- **TASK PROMPT**: Beginning with the line that contains "Expected: one point per instance of the man's neck, each", extract each line through the end of the listing below, with no additions or omissions.

- **EXTRACTED ENTRIES**:
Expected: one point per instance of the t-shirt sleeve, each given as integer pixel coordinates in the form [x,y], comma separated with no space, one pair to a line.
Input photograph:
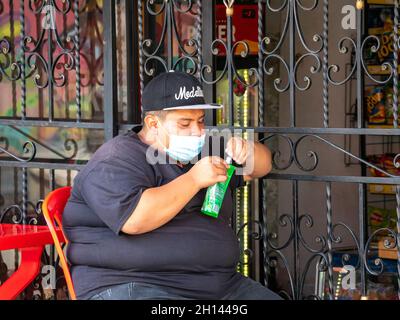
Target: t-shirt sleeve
[113,189]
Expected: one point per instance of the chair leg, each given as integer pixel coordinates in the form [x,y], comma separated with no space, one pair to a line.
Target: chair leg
[24,275]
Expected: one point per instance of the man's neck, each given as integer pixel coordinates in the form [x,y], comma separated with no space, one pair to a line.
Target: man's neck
[149,139]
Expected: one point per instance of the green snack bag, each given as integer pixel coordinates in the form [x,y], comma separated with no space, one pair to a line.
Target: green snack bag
[215,194]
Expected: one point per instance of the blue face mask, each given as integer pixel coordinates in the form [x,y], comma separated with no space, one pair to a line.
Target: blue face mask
[184,148]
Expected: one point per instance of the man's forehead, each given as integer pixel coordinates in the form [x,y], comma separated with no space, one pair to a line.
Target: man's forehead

- **REPLY TO THE EXERCISE**:
Expected: one point per instance of the man's neck, each given as integer pixel coordinates in the form [x,y], comma separated with no space, one pair to a line.
Target: man's neck
[149,139]
Expected: one point per instance of the green snack bag, each given as integer pixel coordinates in the form [x,y], comma separated with no space, one pair to a line.
Target: green snack bag
[215,194]
Expected: one point per instance of the blue face mask, each given as integer pixel coordinates in the form [x,y], comma separated with no space, one pair to a line.
Target: blue face mask
[184,148]
Expected: one point per instance of the man's forehead, each given as integer pixel coordinates in the form [x,y], comma separated with no space, one pair to a line.
Target: man's forehead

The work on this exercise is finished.